- _Text_:
┌────────

2019: Donald Trump vs. the Elites?
The year 2019 will be filled with history in the making. Questions abound. Will Trump be crushed by the fervent opposition, helped along by his own limitations of temperament?
The controversy and turbulence that follow Donald Trump wherever he goes are likely to be ramped up to an even higher pitch in 2019. The president and the nation are sailing into storm-tossed seas at home and abroad.
With his provocative advocacy and novel mix of issues and positions, the New York billionaire created a new fault line of politics—between the nation’s establishment elites, congregated largely along the coasts, and its heartland middle classes and working classes. The elites are largely globalists who despise American nationalism and the border stringency that comes with it. They favor free trade, multilateral arrangements and institutions, and a definition of America that is reduced largely to its governmental creed, which they view as universal and applicable to all peoples everywhere. Hence their activist foreign-policy views.
Nearly all this is rejected by Trump’s constituency, made up of nationalists who view border security as crucial to nationhood; who think free trade devastated industrial America; who believe that American blood should be spilled only for vital national interests; and who revere America’s traditional cultural definition. Trump engineered a devastating defeat of the elites when he captured the presidency in 2016.
Now the elites are striking back, and Trump is on the defensive. What’s more, an inherently unstable global system could begin to unravel in serious ways, posing major challenges to America and its president. What follows is a rundown on likely developments in several areas of significance to the president and the country.
Trump Investigations
The Democratic capture of the House of Representatives means that Trump will be subjected to multiple congressional investigations. Rep. Jerry Nadler, chairman of the Judiciary Committee, will go after various Trump actions, likely in impeachment hearings, seen as possible obstruction of justice in the Russia-collusion investigation. Rep. Richard Neal of the Ways and Means Committee will pursue the president’s tax history. Elijah Cummings of the Committee on Oversight will probe any number of alleged scandals. And Rep. Adam Schiff of the Intelligence Committee will scurry after details of the Russia story.

└────────

- _Recorded information_:

┌────────

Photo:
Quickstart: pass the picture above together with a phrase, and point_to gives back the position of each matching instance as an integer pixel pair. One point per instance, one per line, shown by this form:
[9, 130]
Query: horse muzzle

└────────

- _Your instructions_: Reproduce the article on Trump and the elites between "The year 2019" and "limitations of temperament?", inclusive, swapping "opposition" for "resistance".

- _Result of the task_:
The year 2019 will be filled with history in the making. Questions abound. Will Trump be crushed by the fervent resistance, helped along by his own limitations of temperament?